In September 2018, Bizarre featured in the single "Weirdo (feat. Bizarre)" by No Concept on Drumsound and Bassline Smith's label, Technique Recordings.

Also in September 2018, Bizarre made headlines again with Eminem by releasing his own diss track aimed towards Machine Gun Kelly, Jay Electronica and Joe Budden during the MGK and Joe Budden vs. Eminem beef of 2018. Bizarre's diss track titled "Love Tap" was released as a single everywhere on September 18, 2018.

Bizarre also signed a deal for his podcast “The Bizarre World Podcast” with The Digital Soapbox Network/CBS/Entercom

On October 10, 2019, Bizarre released his second Extended Play Rufus. The day after the release of his second extended play, he announced the release of a duo mixtape “Leatherface Mixtape” with Hopsin on October 31, 2019.

Bizarre performs an intro and adlibs on Eminem & Ed Sheeran’s “Those Kinda Nights” released in January 17, 2020.

On May 31, 2020, Bizarre appeared on an album “Tabu“ of a Czech rapper named Schyzo on the song “Lubrikant“.

Bizarre is featured on "Fat Man Swag" by Pacific Northwest rapper Jawbo, released on July 22, 2021.

Bizarre is featured on "Limitless" by Canadian rapper Brax, from album "Leave it to Cleaver" released in late 2021.

On October 31, 2021, Bizarre shared his fifth album "Dumpster Juice" with features from Kidd Kidd, Merkules, and Giggs, among others.

In July 2024, Bizarre made a surprise guest feature on Eminem’s "Antichrist" off his twelfth studio album The Death of Slim Shady (Coup de Grâce).

==Personal life==

Bizarre currently lives in Detroit, Michigan, where he continues to produce music and social media content. Bizarre previously lived with his ex-wife, Detroit rapper Sindee Syringe, the lead singer of the band by the same name.

==Discography==

=== Studio albums ===
- Hannicap Circus (2005)
- Blue Cheese & Coney Island (2007)
- Friday Night at St. Andrews (2010)

============================================================

WHAT THE EXERCISE ASKS>
Rewrite the passage about Bizarre from "In September 2018, Bizarre featured" up to and including "September 18, 2018.", swapping "diss track" for "response song" wherever it occurs.

============================================================

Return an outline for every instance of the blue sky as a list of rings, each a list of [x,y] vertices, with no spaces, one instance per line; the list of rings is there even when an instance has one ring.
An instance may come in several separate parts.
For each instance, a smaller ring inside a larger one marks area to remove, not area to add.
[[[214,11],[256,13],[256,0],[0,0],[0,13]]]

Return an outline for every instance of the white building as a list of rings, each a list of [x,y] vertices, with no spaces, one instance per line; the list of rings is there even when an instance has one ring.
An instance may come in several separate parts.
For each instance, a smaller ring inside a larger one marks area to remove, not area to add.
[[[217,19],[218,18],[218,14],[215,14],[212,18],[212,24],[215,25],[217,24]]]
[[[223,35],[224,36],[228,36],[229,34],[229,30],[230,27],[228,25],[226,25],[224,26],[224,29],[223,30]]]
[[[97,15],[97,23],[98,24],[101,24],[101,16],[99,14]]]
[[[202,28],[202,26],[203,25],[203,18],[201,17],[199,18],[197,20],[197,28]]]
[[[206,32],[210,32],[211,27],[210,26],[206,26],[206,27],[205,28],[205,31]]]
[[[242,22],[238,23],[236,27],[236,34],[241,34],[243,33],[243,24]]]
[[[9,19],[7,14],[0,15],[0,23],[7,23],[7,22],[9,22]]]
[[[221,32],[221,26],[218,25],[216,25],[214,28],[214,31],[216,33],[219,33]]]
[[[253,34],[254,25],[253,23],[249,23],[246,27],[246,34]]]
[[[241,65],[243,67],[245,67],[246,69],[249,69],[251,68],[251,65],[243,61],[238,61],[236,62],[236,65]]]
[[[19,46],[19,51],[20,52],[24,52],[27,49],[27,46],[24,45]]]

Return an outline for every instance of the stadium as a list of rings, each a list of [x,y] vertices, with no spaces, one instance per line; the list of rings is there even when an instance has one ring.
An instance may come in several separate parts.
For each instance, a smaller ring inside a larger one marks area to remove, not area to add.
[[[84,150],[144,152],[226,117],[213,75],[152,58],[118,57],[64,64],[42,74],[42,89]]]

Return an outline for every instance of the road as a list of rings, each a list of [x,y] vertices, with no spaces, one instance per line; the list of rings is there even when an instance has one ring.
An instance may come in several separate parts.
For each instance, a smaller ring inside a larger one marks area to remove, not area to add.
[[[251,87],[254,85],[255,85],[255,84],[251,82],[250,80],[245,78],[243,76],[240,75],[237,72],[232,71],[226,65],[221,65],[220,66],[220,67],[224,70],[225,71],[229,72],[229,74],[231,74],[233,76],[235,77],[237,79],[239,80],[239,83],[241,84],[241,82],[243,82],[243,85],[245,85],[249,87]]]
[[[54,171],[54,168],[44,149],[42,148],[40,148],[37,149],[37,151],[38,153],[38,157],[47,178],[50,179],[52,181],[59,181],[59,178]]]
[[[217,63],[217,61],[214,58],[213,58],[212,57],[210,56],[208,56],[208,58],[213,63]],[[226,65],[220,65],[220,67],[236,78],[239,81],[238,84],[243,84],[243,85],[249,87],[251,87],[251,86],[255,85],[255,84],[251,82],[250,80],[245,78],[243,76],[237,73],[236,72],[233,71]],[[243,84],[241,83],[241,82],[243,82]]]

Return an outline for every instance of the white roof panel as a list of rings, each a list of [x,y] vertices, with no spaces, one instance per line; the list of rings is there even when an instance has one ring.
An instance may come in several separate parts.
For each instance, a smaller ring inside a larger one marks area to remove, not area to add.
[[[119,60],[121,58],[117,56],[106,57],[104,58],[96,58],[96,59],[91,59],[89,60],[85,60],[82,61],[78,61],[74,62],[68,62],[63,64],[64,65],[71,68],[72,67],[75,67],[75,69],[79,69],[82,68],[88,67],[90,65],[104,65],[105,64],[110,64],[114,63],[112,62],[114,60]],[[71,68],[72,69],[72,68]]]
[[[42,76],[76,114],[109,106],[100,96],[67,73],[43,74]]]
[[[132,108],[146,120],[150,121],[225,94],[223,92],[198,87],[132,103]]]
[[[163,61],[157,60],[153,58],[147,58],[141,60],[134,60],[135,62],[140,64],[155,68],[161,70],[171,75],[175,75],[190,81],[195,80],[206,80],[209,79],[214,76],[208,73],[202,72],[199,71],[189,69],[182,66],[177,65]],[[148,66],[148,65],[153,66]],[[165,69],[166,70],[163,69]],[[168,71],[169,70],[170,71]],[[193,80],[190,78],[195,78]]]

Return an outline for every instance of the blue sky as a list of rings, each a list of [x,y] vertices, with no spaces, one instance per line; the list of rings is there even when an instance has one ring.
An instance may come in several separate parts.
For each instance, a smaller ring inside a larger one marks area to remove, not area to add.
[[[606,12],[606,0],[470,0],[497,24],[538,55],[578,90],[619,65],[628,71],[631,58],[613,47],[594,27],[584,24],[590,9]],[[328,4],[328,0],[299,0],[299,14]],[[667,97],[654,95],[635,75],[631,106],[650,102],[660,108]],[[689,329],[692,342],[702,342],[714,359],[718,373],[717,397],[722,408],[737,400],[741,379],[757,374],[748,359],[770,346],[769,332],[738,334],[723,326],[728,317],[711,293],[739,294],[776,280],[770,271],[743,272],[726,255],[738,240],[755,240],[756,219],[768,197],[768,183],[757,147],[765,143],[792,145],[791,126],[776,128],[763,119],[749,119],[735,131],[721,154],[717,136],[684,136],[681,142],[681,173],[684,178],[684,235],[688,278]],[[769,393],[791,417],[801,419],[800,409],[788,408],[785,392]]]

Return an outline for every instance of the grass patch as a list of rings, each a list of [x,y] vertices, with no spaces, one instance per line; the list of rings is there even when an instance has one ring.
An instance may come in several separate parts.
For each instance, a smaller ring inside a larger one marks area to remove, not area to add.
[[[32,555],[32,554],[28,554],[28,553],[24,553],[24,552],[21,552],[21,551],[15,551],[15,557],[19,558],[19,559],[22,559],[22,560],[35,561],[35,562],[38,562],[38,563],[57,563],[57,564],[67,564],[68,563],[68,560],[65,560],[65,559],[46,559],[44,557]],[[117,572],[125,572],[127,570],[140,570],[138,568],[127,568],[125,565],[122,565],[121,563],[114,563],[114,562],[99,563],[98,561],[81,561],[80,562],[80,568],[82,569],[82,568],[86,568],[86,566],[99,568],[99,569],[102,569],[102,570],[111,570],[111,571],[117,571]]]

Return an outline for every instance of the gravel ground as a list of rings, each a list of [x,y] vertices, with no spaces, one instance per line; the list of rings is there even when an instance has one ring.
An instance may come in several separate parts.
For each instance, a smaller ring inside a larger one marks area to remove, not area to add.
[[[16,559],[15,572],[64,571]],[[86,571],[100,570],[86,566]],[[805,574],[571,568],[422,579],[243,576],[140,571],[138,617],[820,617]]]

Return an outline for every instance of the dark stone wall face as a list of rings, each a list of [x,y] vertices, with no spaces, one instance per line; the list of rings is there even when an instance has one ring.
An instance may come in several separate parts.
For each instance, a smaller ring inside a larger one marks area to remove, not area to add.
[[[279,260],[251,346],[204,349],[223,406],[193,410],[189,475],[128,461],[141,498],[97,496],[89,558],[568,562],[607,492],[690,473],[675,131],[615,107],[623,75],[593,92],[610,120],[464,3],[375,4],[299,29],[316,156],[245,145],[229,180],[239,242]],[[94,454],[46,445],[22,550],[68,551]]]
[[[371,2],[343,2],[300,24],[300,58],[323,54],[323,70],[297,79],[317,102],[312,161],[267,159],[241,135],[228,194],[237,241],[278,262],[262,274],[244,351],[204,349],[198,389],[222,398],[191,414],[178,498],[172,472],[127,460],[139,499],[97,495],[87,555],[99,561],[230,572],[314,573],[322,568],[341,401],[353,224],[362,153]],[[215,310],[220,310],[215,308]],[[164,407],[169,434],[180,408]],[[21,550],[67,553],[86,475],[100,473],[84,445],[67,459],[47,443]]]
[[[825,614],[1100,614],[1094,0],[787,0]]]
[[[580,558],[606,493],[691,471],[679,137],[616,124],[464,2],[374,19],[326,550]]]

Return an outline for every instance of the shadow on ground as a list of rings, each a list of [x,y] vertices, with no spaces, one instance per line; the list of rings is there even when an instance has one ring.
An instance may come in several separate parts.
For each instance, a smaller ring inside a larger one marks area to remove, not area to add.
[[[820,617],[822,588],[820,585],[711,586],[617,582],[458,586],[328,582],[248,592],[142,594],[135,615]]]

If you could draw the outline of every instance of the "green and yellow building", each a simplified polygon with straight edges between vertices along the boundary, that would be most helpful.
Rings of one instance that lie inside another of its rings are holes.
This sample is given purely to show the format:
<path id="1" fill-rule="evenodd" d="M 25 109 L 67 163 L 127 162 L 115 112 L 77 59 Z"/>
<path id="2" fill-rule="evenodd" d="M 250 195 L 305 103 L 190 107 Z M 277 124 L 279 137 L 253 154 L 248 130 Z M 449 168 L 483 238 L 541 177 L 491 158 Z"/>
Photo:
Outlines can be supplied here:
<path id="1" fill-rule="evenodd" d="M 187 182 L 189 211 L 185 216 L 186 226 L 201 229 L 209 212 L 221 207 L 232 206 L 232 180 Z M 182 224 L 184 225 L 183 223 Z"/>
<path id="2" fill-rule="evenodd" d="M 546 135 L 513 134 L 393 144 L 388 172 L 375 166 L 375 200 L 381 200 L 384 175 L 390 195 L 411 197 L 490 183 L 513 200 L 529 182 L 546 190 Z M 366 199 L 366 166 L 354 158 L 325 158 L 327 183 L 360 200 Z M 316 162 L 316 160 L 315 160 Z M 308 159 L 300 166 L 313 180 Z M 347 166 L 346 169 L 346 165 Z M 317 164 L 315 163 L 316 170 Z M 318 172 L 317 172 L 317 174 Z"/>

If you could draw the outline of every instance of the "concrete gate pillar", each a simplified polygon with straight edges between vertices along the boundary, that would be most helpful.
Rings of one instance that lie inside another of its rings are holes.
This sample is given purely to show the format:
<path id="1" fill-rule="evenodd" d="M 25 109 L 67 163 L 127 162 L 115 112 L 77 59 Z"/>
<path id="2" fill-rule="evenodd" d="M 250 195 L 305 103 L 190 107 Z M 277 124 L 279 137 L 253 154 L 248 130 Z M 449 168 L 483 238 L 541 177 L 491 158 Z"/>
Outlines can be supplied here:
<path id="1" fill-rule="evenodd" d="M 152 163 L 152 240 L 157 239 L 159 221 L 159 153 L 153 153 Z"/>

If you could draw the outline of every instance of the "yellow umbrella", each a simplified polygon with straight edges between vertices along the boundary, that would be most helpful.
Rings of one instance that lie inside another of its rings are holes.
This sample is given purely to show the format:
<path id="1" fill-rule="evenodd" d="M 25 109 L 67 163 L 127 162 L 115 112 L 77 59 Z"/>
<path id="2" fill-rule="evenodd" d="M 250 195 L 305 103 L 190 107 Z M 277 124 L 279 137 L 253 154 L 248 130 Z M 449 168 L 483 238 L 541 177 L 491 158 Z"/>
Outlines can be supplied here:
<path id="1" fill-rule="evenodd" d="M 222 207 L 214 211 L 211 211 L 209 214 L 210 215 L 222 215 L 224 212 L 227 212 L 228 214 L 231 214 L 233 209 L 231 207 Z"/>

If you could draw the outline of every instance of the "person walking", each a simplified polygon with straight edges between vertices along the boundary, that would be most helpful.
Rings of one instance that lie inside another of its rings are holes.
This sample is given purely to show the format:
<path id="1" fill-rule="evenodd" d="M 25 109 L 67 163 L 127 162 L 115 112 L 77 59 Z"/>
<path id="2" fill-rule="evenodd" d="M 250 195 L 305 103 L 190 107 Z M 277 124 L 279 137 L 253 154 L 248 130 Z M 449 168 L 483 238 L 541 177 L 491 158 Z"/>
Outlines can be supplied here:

============================================================

WRITTEN RESPONSE>
In September 2018, Bizarre featured in the single "Weirdo (feat. Bizarre)" by No Concept on Drumsound and Bassline Smith's label, Technique Recordings.

Also in September 2018, Bizarre made headlines again with Eminem by releasing his own response song aimed towards Machine Gun Kelly, Jay Electronica and Joe Budden during the MGK and Joe Budden vs. Eminem beef of 2018. Bizarre's response song titled "Love Tap" was released as a single everywhere on September 18, 2018.